■ EXTRAIT SOURCE ■

Nous avons retrouvé l'ouvrage « la condition Postmoderne », Jean-François LYOTARD, 1979, éditions de Minuit.Et nous l'avons trouvé très pertinent en cette année 2016 , extrait :
"Introduction :
Cette
étude a pour objet la condition du savoir dans les sociétés les
plus développées. On a décidé de la nommer « postmoderne ».
Le mot est en usage sur le continent américain, sous la plume de
sociologues et de critiques. Il désigne l'état de la culture après
les transformations qui ont affecté les règles des jeux de la
science, de la littérature et des arts à partir de la fin du XIXe
sicèle. Ici, on situera transformations par rapport à la crise des
récits.
La
science est d'origine en conflit avec les récits. A l'aune de ses
propres critères, la plupart de ceux-ci se révèlent des fables.
Mais, pour autant qu'elle ne se réduit pas à énoncer des
régularités utiles et qu'elle cherche le vrai, elle se doit de
légitimer ses règles de jeu. C'est alors qu'elle tient sur son
propre statut un discours de légitimation, qui s'est appelé
philosophie. Quand ce métadiscours recourt explicitement à tel ou
tel grand récit, comme la dialectique de l'Esprit, l'herméneutique
du sens, l'émancipation du sujet raisonnable ou travailleur, le
développement de la richesse, on décide d'appeler « moderne »
la science qui s'y réfère pour se légitimer. C'est ainsi par
exemple que la règle du consensus entre le destinateur et la
destinataire d'un énoncé à valeur de vérité sera tenue pour
acceptable si elle s'inscrit dans la perspective d'une unanimité possible des esprits raisonnables : c'était le récit des
Lumières, où le héros du savoir travaille à une bon fin
éthico-politique, la paix universelle. On voit sur ce cas qu'en
légitimant le savoir par un métarécit, qui implique une
philosophie de l'histoire, on est conduit à se questionner sur la
validité des institutions qui régissent le lien social : elles
aussi demandent à être légitimées. La justice se trouve ainsi
référée au grand récit, au même titre que la vérité.
En
simplifiant à l'extrême, on tient pour « postmoderne »
l'incrédulité à l'égard des métarécits. Celle-ci est sans
doute un effet du progrès des sciences ; mais ce progrès à
son tour la suppose. A la désuétude du dispositif métanarratif de
légitimation correspond notamment la crise de la philosophie
métaphysique, et celle de l'institution universitaire qui dépendait
d'elle. La fonction narrative perd ses foncteurs, le grand héros,
les grands périls, les grands périples et le grand but. Elle se
disperse en nuages d'éléments langagiers narratifs, mais aussi
dénotatifs, prescriptifs, descriptifs, etc, chacun véhiculant avec
soi des valences pragmatiques sui generis.
Chacun
de nous vit aux carrefours de beaucoup de celles-ci. Nous ne formons
pas des combinaisons langagières stables nécessairement, et les
propriétés de celles que nous formons ne sont pas nécessairement
communicables.

■ DONNÉES AFFICHÉES ■
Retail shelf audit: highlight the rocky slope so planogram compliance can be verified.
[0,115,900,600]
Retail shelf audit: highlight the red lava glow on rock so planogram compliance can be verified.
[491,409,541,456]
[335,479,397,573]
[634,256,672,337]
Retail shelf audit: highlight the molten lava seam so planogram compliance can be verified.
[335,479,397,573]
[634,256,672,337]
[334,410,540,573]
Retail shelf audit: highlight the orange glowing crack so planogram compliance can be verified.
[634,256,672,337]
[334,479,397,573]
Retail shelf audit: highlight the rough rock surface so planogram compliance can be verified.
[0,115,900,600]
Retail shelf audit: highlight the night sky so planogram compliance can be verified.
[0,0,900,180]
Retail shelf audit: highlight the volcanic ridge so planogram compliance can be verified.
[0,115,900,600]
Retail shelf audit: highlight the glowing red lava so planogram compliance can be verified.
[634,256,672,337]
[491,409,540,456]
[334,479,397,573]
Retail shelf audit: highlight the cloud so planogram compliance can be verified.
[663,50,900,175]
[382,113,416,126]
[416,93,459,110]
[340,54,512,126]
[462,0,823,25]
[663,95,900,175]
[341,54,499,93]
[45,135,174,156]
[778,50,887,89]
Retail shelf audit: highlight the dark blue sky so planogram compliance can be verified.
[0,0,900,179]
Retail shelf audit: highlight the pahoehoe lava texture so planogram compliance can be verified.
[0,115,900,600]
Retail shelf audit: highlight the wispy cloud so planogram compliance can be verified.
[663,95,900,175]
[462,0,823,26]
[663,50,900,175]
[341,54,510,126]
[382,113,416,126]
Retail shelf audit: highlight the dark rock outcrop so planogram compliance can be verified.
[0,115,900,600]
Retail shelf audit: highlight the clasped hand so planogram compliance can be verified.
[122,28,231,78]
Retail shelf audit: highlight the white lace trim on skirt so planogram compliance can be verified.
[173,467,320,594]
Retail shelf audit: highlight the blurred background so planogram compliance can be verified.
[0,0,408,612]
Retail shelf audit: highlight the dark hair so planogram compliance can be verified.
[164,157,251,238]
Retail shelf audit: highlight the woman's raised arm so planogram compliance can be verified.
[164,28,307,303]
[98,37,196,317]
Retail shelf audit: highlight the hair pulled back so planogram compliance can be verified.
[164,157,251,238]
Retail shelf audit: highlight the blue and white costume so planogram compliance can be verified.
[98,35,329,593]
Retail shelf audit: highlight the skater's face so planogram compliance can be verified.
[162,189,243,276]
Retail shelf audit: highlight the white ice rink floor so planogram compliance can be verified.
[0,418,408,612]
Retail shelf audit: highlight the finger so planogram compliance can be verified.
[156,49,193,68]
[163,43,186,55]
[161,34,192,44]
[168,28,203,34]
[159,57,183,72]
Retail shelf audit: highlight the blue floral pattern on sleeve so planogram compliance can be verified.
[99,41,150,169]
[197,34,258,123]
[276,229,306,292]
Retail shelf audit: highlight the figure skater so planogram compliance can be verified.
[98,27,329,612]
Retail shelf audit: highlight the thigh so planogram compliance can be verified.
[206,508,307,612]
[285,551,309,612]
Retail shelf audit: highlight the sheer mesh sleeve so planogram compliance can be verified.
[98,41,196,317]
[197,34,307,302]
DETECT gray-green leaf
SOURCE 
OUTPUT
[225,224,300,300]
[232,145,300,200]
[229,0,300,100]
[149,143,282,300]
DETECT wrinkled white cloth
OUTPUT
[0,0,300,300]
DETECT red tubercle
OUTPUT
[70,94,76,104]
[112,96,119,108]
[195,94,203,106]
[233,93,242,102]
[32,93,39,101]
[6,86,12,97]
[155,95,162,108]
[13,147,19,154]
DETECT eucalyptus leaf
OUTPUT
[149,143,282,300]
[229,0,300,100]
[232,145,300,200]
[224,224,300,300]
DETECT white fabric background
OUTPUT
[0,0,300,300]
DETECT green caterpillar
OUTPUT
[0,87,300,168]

* * *

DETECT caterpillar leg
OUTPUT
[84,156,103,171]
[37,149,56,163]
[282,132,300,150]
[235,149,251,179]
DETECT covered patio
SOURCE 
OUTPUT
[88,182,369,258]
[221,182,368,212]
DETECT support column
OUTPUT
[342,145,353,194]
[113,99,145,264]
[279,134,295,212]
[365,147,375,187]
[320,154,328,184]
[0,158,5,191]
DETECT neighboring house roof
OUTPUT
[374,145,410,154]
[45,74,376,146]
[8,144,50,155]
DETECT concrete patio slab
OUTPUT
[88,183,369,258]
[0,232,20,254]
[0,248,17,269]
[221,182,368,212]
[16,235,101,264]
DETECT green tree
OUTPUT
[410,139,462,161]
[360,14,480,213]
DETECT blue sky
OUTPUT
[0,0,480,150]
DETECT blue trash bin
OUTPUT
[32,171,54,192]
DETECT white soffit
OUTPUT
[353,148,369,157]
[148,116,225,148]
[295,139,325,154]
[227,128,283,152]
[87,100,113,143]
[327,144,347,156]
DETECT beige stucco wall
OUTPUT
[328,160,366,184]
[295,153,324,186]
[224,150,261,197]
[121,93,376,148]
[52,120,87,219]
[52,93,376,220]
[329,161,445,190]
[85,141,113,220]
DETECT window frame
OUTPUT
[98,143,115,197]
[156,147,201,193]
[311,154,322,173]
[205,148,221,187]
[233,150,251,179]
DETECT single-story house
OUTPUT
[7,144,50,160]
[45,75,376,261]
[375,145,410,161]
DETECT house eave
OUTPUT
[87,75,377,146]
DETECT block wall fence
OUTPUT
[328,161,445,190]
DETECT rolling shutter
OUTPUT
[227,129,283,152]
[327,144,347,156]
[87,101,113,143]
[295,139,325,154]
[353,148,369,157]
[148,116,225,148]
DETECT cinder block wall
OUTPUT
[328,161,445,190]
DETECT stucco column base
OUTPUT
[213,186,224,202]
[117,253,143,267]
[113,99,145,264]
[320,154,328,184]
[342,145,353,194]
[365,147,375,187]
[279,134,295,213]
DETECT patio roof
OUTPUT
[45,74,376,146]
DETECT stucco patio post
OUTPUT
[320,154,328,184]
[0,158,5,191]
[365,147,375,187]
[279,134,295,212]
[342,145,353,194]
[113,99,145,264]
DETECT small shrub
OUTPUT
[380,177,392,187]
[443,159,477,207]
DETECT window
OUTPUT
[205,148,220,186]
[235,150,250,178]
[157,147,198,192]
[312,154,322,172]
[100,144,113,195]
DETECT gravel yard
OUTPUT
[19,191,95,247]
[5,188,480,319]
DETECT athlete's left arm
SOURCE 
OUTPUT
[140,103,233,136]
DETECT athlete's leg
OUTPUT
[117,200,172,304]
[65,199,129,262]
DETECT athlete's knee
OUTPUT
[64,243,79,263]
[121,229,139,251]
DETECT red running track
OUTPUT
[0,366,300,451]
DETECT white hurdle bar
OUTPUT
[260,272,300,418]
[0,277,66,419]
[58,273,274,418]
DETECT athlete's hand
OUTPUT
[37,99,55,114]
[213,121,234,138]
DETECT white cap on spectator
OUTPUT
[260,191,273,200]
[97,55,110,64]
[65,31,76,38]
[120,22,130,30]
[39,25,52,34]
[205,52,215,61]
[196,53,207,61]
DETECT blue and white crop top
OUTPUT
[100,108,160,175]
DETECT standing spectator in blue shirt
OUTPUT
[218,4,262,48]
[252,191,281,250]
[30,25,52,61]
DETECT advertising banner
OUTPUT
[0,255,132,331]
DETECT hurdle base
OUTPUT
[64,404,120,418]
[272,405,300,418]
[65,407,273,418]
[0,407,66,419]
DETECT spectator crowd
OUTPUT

■ CONSIGNE ■
Veuillez recopier fidèlement, dans l'extrait sur la condition postmoderne, le passage qui va de « l'incrédulité à l'égard » jusqu'à « pragmatiques sui generis. » inclus.

■ CORRIGÉ ■
l'incrédulité à l'égard des métarécits. Celle-ci est sans
doute un effet du progrès des sciences ; mais ce progrès à
son tour la suppose. A la désuétude du dispositif métanarratif de
légitimation correspond notamment la crise de la philosophie
métaphysique, et celle de l'institution universitaire qui dépendait
d'elle. La fonction narrative perd ses foncteurs, le grand héros,
les grands périls, les grands périples et le grand but. Elle se
disperse en nuages d'éléments langagiers narratifs, mais aussi
dénotatifs, prescriptifs, descriptifs, etc, chacun véhiculant avec
soi des valences pragmatiques sui generis.